_Bloc de texte_.
******************************
Article paru dans la revue actu-juridique
• Les spécificités choquantes de la procédure d’extradition au Danemark
Le temps passe et toujours pas de juge de l’extradition à l’horizon. Paul Watson, qui aura 74 ans le 2 décembre prochain, le jour de la prochaine audience, doit commencer à trouver le temps long. Arrêté le 21 juillet dernier puis incarcéré dans une prison du Groenland, il est donc maintenu sous écrou extraditionnel après une énième audience devant le juge de la détention. Paul Watson doit donc encore attendre que le ministre de la justice danois, Peter Hummelgaard, qui supervise le système judiciaire du pays, daigne prendre position. Ce n’est que dans un second temps que le juge de l’extradition du Groenland sera saisi, en cas d’avis favorable à l’extradition du ministre, et c’est sans doute ce qu’il y a de plus choquant : Paul Watson ne peut toujours pas faire valoir ses arguments. Drôle de procédure que cette procédure danoise, au sein de l’Union Européenne (UE), censée garantir un niveau de protection des droits individuels élevé, jusqu’au Groenland, seul territoire danois d’outre-mer associé à l’UE. Car le système danois souffre de la comparaison avec un certain nombre de pays membres de l’UE. En France, seule une chambre de l’instruction, qui relève de la Cour d’appel, peut émettre un avis, favorable ou défavorable, à l’extradition. Il ne s’agit d’ailleurs pas d’un simple avis mais d’une véritable décision de justice qui s’impose au gouvernement. Ainsi, l’implication du pouvoir politique dans la procédure extraditionnelle danoise, à ce stade de la procédure, a de quoi surprendre, les liens de subordination entre la police, les procureurs et le ministre de la justice étant de surcroît particulièrement marqués dans le système judiciaire du Danemark.
******************************
_Entrées enregistrées_.
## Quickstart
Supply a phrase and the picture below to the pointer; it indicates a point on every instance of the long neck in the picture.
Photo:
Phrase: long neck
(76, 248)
******************************
_Énoncé_.
Renvoyez mot pour mot, du titre à la dernière phrase, l'article sur l'extradition au Danemark.

_Corrigé de l'exercice_.
Article paru dans la revue actu-juridique
• Les spécificités choquantes de la procédure d’extradition au Danemark
Le temps passe et toujours pas de juge de l’extradition à l’horizon. Paul Watson, qui aura 74 ans le 2 décembre prochain, le jour de la prochaine audience, doit commencer à trouver le temps long. Arrêté le 21 juillet dernier puis incarcéré dans une prison du Groenland, il est donc maintenu sous écrou extraditionnel après une énième audience devant le juge de la détention. Paul Watson doit donc encore attendre que le ministre de la justice danois, Peter Hummelgaard, qui supervise le système judiciaire du pays, daigne prendre position. Ce n’est que dans un second temps que le juge de l’extradition du Groenland sera saisi, en cas d’avis favorable à l’extradition du ministre, et c’est sans doute ce qu’il y a de plus choquant : Paul Watson ne peut toujours pas faire valoir ses arguments. Drôle de procédure que cette procédure danoise, au sein de l’Union Européenne (UE), censée garantir un niveau de protection des droits individuels élevé, jusqu’au Groenland, seul territoire danois d’outre-mer associé à l’UE. Car le système danois souffre de la comparaison avec un certain nombre de pays membres de l’UE. En France, seule une chambre de l’instruction, qui relève de la Cour d’appel, peut émettre un avis, favorable ou défavorable, à l’extradition. Il ne s’agit d’ailleurs pas d’un simple avis mais d’une véritable décision de justice qui s’impose au gouvernement. Ainsi, l’implication du pouvoir politique dans la procédure extraditionnelle danoise, à ce stade de la procédure, a de quoi surprendre, les liens de subordination entre la police, les procureurs et le ministre de la justice étant de surcroît particulièrement marqués dans le système judiciaire du Danemark.